He initially ran as a candidate for the self-created Cyber Party but jumped ship to the larger Libertarian Party for “practicality.” Unlike, say, Harvard professor Larry Lessig who ran as a fringe candidate to highlight a certain issue, McAfee believes he has a chance—despite his past history as a mercurial millionaire playboy on the run from governments.
“I am not a perfect person,” McAfee tells Newsweek. “But I once ran a multibillion-dollar corporation. I have lived around the world, including in Third World dictatorships like Belize, and [I] know the world.”
His narrative for what happened in his fugitive days in Belize strays from what has been reported in the United States: He declined to make a $2 million political donation to the Belizean ruling party, and was subsequently raided by a Belizean gang, who shot his dogs. Then the government called to question him for a murder of his neighbor that he says was done to bully McAfee for money. That’s when he decided to flee—and when he says the falsehoods started flurrying in the press.
“People who read the Belizean newspapers know the truth,” McAfee says. “In Belize, it is legal to hold people for questioning in prisons for 15 years. Perhaps I should have made the donation. But the U.S. media knew that ‘man on the hunt for murder’ would sell headlines, so they made up stories.”
It’s easy to connect McAfee to another outspoken millionaire and current Republican Party front-runner Donald Trump. But McAfee would not comment on any candidates.“I never met him. I never played golf with him, so I think it’s fair to answer anything about him,” McAfee says. But he had plenty to say about Washington as a whole, calling it an overbloated, bureaucratic mess unready for a World War III–esque cyberwar against China and Russia.
“We have a cyberwar looming on the horizon,” McAfee says. “China has walked off with 20 million records of every U.S. government employee in the past 50 years. We are still in the Stone Age. It is a travesty to this country.”
McAfee, however, had a different tone toward the threat of Islamic extremism, the warfront many presidential candidates labeled as the primary threat to America. McAfee preaches open borders for immigrants and calls on the United States to disengage completely from the Middle East.

▸ PROBLEM DESCRIPTION: Transcribe the stretch of the McAfee campaign article from "His narrative for" through "in the press.".

Point placement rows
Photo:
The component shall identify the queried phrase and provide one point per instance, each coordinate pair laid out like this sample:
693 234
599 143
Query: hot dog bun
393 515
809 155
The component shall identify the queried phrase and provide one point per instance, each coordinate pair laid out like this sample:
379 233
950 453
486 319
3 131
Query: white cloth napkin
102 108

---

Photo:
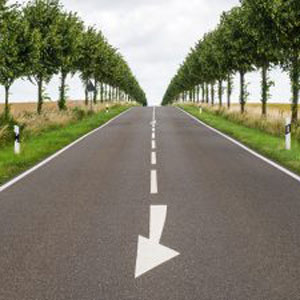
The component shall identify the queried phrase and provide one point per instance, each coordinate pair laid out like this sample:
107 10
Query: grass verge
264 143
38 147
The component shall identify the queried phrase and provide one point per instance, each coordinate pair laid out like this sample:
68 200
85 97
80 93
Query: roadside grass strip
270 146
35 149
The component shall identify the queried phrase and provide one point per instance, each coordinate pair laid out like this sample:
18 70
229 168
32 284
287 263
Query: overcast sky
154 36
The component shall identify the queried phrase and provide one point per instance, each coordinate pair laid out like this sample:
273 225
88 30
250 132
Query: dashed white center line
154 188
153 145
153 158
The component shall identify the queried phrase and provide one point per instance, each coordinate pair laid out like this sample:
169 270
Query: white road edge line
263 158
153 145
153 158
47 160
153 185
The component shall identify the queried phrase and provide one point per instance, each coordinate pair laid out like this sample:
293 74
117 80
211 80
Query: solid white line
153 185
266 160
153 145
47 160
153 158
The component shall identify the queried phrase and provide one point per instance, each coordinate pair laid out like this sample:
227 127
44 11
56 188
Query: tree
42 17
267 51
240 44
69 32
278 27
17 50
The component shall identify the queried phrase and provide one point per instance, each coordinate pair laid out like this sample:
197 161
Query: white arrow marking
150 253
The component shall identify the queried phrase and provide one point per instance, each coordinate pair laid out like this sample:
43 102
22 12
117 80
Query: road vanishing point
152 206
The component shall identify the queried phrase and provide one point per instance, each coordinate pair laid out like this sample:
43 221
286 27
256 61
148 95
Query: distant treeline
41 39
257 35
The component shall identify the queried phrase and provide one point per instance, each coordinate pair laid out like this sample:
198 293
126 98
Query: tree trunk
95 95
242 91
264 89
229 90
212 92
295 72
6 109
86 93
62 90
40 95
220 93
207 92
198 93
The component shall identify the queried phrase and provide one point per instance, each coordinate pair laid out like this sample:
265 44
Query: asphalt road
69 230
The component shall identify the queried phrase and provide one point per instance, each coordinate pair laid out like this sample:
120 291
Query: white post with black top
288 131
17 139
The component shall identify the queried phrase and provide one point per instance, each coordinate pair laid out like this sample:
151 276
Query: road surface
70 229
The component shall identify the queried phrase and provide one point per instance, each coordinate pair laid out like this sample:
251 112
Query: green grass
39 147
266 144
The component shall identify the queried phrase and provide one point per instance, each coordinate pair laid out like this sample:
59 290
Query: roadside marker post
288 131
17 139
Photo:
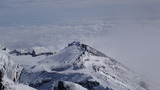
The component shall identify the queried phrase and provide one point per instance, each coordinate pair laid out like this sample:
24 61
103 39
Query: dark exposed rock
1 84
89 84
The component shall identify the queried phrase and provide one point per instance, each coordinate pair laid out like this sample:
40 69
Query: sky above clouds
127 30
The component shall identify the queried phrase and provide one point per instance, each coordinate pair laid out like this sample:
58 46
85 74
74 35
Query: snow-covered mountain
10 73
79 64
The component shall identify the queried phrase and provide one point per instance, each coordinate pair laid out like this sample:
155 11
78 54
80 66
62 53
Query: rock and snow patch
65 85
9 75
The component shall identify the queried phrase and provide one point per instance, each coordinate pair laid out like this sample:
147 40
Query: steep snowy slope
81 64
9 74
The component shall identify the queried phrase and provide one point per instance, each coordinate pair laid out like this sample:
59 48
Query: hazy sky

...

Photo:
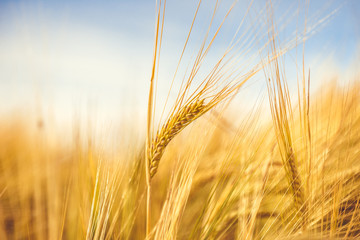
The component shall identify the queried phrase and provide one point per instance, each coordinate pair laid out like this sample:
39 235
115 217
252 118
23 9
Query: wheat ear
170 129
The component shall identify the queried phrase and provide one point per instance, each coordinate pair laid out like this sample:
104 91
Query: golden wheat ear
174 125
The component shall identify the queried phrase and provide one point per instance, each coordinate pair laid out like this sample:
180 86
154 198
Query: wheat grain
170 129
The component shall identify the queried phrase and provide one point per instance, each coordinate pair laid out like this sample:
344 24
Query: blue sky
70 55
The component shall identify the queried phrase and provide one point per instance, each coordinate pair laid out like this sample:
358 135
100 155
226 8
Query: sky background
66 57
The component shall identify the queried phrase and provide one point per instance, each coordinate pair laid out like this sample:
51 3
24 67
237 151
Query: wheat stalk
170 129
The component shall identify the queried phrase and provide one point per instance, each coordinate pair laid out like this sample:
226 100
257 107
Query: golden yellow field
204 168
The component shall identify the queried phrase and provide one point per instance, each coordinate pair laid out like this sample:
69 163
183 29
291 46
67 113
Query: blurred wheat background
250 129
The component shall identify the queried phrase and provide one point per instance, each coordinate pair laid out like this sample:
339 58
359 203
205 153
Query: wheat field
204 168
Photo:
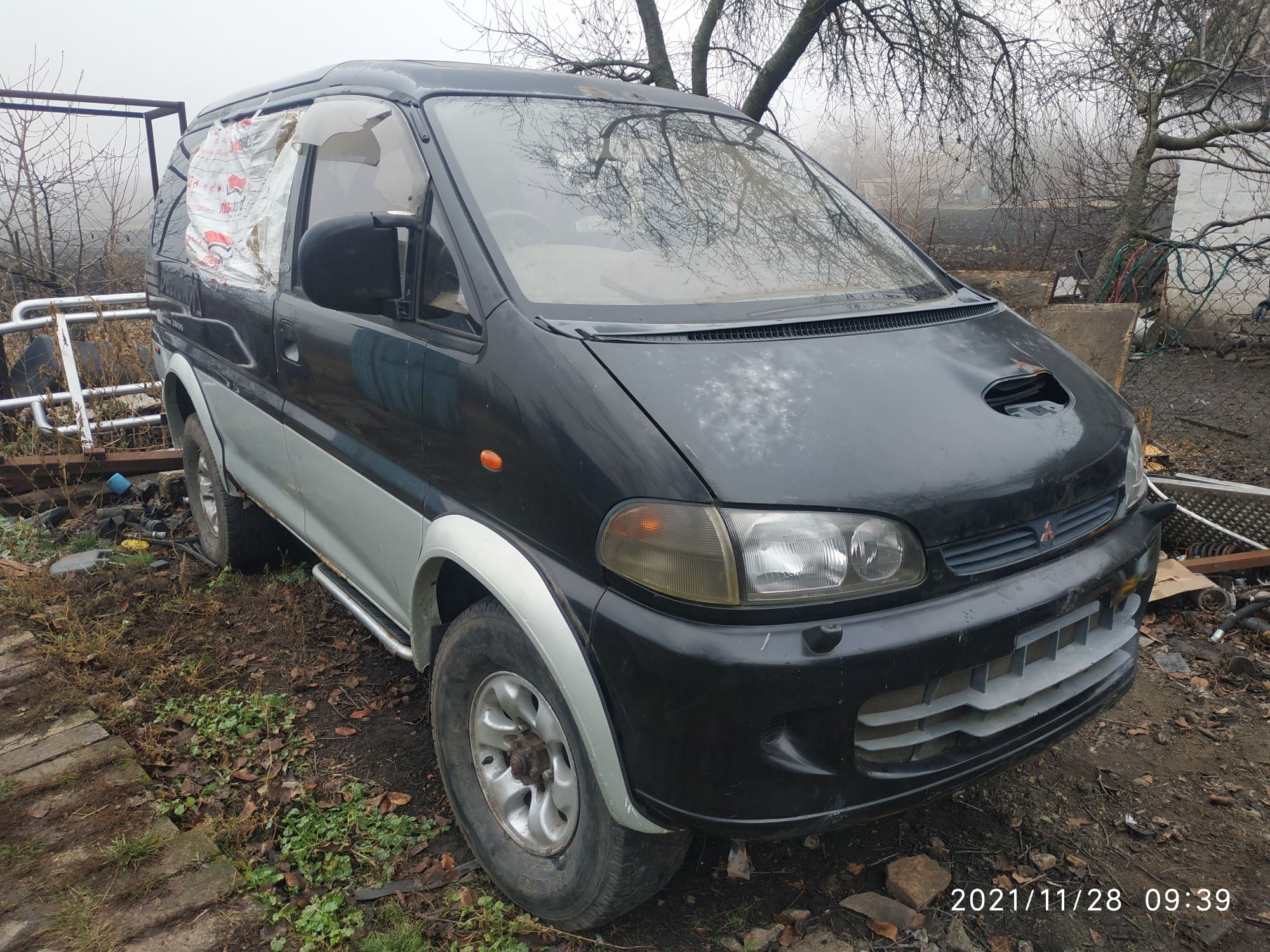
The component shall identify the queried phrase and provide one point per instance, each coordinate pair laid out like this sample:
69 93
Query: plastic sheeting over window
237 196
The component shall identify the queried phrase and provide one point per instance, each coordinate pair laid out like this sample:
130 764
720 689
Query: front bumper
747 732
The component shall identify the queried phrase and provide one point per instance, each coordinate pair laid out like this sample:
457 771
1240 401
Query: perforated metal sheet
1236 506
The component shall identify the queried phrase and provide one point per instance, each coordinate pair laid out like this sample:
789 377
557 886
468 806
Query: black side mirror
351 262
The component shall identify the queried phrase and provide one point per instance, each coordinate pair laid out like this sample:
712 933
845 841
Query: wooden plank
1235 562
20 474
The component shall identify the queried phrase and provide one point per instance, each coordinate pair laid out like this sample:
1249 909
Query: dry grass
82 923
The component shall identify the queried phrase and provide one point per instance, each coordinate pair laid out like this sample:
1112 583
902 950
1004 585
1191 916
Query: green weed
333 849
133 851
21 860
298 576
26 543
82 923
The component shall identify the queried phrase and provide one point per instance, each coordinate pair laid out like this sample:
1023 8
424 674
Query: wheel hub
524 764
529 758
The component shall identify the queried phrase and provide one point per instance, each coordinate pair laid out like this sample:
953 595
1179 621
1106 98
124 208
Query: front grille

▸ RESULT OF THIS EXERCISE:
His narrative for what happened in his fugitive days in Belize strays from what has been reported in the United States: He declined to make a $2 million political donation to the Belizean ruling party, and was subsequently raided by a Belizean gang, who shot his dogs. Then the government called to question him for a murder of his neighbor that he says was done to bully McAfee for money. That’s when he decided to flee—and when he says the falsehoods started flurrying in the press.